● **About this task**:
The records are to be repeated exactly, and any images in them are to be dropped.

● **Extracted data**:

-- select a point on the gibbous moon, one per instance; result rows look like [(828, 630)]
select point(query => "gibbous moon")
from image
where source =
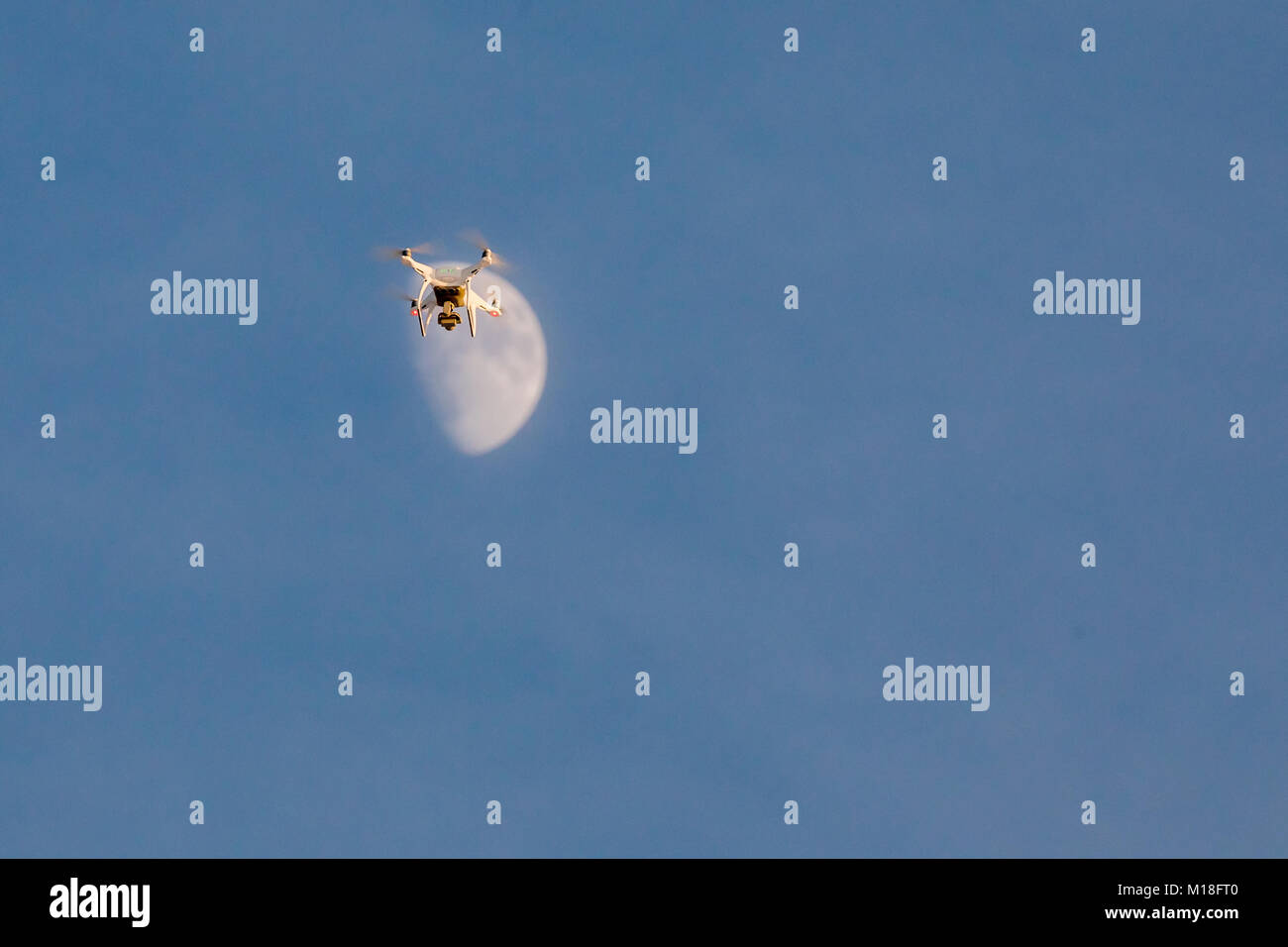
[(482, 389)]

● **Written answer**:
-- select a point on the gibbous moon, one per instance; result rows look like [(828, 630)]
select point(query => "gibbous moon")
from image
where source =
[(482, 389)]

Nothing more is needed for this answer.